## PASSAGE SHOWN
********

The ammunition situation was even worse. It is hard to imagine the chaos that ordnance and supply officers must have faced in trying to get ammo to the troops when one company of a cavalry regiment would have Spencers, another Burnsides, and so forth.
Ripley understood the overall situation very well. He wanted to provide every soldier with a simple rifle-musket, which nearly everyone already knew how to load and fire, and for which high quality ammunition could be provided at reasonable cost. Further, he understood that any rifle-musket issued by the Federals would be at least as good, if not better than, anything the enemy was likely to have.
It was his misfortune to be at one of those cusps of history when the world was changing, and he has taken a lot of heat for not being willing to adapt to what he saw as the latest fads when there was no reason to do so.
Jim
4v50 Gary
March 15, 2004, 11:25 AM
Funny about that Jim but I was going to say that Ripley hated wasting ammunition and was an advocate of the one-shot, one-kill school of thought and that marksmanship counted more than volume of fire in a battle.
Ripley had some validity to his concerns, but was entirely against any innovation or advancement of technology. The Spencer was proven reliable by the U.S. Navy at Fort Monroe when they buried it in sand immersed in salt water for 24 hours. It came up shooting. Still Ripley rejected it. McClellan's Chief of Staff had to intervene on behalf of Berdan's Sharpshooters to exchange their accursed Colt Revolver rifles for Sharps.
Factories did gear up for modern guns and did deliver. Over 10k Henrys were delivered before war's end as were over 100k Spencers. Had orders been given earlier, more would have been delievered. Funny but the great thing about metallic cartridge repeaters is that even when captured by the Confederates, their use would have been limited to the ammo at hand.
Returning to Ripley, if he was really a one-shot, one-kill kinda guy, he would have been the darling of the sniper & target shooter crowd today.
RobW
March 15, 2004, 02:04 PM
Ordnance officers in general are not known for their fascination of new gear. Why get something new when the old does the task, We did it this way for 50 years, why change?
Even private companies have their "ordnance officers". The fault of Riplay IMHO was, that he didn't listen to the officers that had first hand fighting experience.
It's in essence the very old struggle between "seat warmers" and fighting troops.

********

## INFORMATION PROVIDED

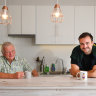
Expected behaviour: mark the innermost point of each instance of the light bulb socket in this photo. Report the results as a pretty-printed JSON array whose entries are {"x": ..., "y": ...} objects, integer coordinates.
[
  {"x": 5, "y": 7},
  {"x": 57, "y": 6}
]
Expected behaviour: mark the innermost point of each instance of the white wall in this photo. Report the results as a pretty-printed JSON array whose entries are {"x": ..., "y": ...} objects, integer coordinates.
[{"x": 26, "y": 47}]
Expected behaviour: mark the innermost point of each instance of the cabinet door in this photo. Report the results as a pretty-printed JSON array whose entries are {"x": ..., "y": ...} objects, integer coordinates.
[
  {"x": 28, "y": 19},
  {"x": 45, "y": 28},
  {"x": 84, "y": 20},
  {"x": 65, "y": 30},
  {"x": 15, "y": 27}
]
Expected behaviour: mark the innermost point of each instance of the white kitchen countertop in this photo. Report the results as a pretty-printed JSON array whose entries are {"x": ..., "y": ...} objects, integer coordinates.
[{"x": 48, "y": 82}]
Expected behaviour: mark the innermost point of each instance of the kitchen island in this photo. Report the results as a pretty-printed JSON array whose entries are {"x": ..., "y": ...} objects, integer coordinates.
[{"x": 52, "y": 85}]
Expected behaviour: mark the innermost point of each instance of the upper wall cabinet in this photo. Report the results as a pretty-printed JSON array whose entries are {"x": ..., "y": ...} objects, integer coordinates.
[
  {"x": 23, "y": 20},
  {"x": 28, "y": 19},
  {"x": 84, "y": 20},
  {"x": 3, "y": 31},
  {"x": 65, "y": 30},
  {"x": 51, "y": 33},
  {"x": 15, "y": 27}
]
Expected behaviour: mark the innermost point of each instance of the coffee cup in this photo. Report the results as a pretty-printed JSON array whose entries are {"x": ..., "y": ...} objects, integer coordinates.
[
  {"x": 28, "y": 75},
  {"x": 82, "y": 75}
]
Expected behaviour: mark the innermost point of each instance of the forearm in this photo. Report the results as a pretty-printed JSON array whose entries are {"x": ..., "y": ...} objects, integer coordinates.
[
  {"x": 74, "y": 72},
  {"x": 92, "y": 73},
  {"x": 7, "y": 75}
]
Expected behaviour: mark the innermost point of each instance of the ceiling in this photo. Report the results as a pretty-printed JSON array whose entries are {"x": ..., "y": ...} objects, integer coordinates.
[{"x": 50, "y": 2}]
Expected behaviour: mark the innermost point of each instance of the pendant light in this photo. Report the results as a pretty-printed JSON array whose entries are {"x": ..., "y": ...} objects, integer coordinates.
[
  {"x": 5, "y": 17},
  {"x": 57, "y": 15}
]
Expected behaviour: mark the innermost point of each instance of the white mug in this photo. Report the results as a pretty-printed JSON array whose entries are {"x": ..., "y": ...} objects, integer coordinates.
[
  {"x": 82, "y": 75},
  {"x": 28, "y": 75}
]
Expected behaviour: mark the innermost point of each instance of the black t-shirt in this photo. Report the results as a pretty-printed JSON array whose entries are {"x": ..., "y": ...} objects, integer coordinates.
[{"x": 86, "y": 63}]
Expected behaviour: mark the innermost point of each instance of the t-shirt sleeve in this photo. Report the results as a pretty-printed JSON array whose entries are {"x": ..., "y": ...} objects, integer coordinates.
[
  {"x": 73, "y": 61},
  {"x": 26, "y": 66}
]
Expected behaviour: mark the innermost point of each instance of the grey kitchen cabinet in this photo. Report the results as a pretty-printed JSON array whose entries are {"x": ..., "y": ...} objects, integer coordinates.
[
  {"x": 84, "y": 20},
  {"x": 23, "y": 20},
  {"x": 55, "y": 33}
]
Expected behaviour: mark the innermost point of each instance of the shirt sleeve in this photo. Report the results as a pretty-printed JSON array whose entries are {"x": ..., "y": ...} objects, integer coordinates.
[
  {"x": 1, "y": 63},
  {"x": 73, "y": 61},
  {"x": 26, "y": 66}
]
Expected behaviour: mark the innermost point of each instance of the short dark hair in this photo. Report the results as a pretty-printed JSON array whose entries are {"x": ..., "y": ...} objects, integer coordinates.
[{"x": 85, "y": 34}]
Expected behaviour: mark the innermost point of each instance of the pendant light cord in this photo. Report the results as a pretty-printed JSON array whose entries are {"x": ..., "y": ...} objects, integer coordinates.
[
  {"x": 5, "y": 2},
  {"x": 57, "y": 1}
]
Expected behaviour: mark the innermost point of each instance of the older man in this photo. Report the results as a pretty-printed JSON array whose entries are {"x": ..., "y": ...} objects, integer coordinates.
[
  {"x": 83, "y": 56},
  {"x": 12, "y": 66}
]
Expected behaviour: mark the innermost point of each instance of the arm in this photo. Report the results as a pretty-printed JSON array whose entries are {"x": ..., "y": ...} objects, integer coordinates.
[
  {"x": 74, "y": 69},
  {"x": 35, "y": 73},
  {"x": 92, "y": 73},
  {"x": 16, "y": 75}
]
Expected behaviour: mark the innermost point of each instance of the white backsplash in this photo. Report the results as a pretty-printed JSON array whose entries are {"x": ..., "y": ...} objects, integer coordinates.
[{"x": 26, "y": 48}]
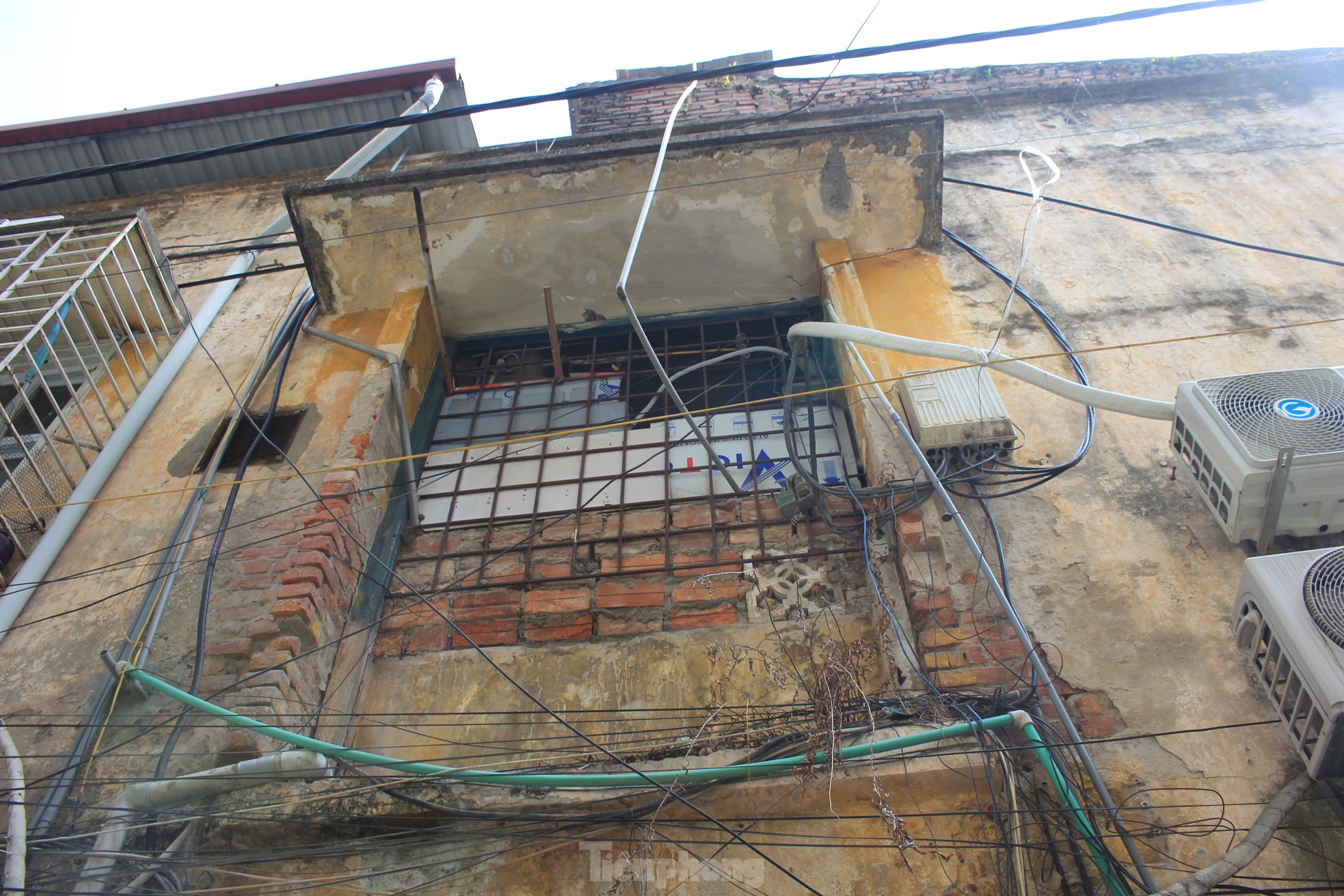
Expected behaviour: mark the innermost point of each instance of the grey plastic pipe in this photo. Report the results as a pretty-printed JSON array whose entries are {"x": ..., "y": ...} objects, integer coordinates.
[
  {"x": 1131, "y": 405},
  {"x": 403, "y": 422},
  {"x": 381, "y": 141},
  {"x": 36, "y": 569},
  {"x": 634, "y": 318},
  {"x": 30, "y": 575},
  {"x": 175, "y": 791},
  {"x": 992, "y": 581},
  {"x": 1249, "y": 850},
  {"x": 16, "y": 845}
]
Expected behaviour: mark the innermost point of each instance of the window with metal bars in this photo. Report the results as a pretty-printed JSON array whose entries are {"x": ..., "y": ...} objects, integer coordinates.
[{"x": 612, "y": 434}]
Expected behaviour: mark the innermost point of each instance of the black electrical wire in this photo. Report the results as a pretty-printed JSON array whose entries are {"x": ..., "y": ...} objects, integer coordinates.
[
  {"x": 499, "y": 669},
  {"x": 1149, "y": 222},
  {"x": 260, "y": 272},
  {"x": 595, "y": 90},
  {"x": 1012, "y": 474},
  {"x": 249, "y": 246},
  {"x": 288, "y": 338}
]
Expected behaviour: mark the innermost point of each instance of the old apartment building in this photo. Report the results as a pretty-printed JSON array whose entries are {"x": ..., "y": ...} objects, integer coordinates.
[{"x": 582, "y": 554}]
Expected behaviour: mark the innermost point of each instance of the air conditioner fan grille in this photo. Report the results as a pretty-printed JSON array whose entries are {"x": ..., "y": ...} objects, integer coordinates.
[
  {"x": 1323, "y": 590},
  {"x": 1253, "y": 407}
]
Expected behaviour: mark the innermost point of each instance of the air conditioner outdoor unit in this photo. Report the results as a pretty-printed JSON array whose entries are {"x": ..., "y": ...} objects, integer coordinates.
[
  {"x": 1228, "y": 433},
  {"x": 1289, "y": 617}
]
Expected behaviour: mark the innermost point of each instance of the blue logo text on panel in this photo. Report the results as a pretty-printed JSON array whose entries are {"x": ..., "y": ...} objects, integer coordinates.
[{"x": 1296, "y": 409}]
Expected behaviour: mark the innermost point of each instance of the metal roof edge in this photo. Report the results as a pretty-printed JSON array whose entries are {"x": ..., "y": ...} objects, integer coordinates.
[{"x": 265, "y": 98}]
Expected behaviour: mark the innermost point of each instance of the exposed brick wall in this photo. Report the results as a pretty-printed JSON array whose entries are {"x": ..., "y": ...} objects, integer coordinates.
[
  {"x": 671, "y": 570},
  {"x": 758, "y": 96},
  {"x": 292, "y": 594},
  {"x": 965, "y": 642}
]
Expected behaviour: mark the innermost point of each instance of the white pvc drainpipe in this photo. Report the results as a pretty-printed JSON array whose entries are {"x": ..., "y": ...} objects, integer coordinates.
[
  {"x": 16, "y": 848},
  {"x": 174, "y": 791},
  {"x": 1103, "y": 399},
  {"x": 403, "y": 422},
  {"x": 36, "y": 569},
  {"x": 844, "y": 335}
]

********

## SHORT EXERCISE A
Return the part of the Ripley discussion between "Ripley understood the" and "likely to have.", inclusive.
## SHORT EXERCISE B
List every poster name that appears in the Ripley discussion.
Rely only on the Ripley discussion.

## COMPLETE ANSWER A
Ripley understood the overall situation very well. He wanted to provide every soldier with a simple rifle-musket, which nearly everyone already knew how to load and fire, and for which high quality ammunition could be provided at reasonable cost. Further, he understood that any rifle-musket issued by the Federals would be at least as good, if not better than, anything the enemy was likely to have.

## COMPLETE ANSWER B
Jim
4v50 Gary
RobW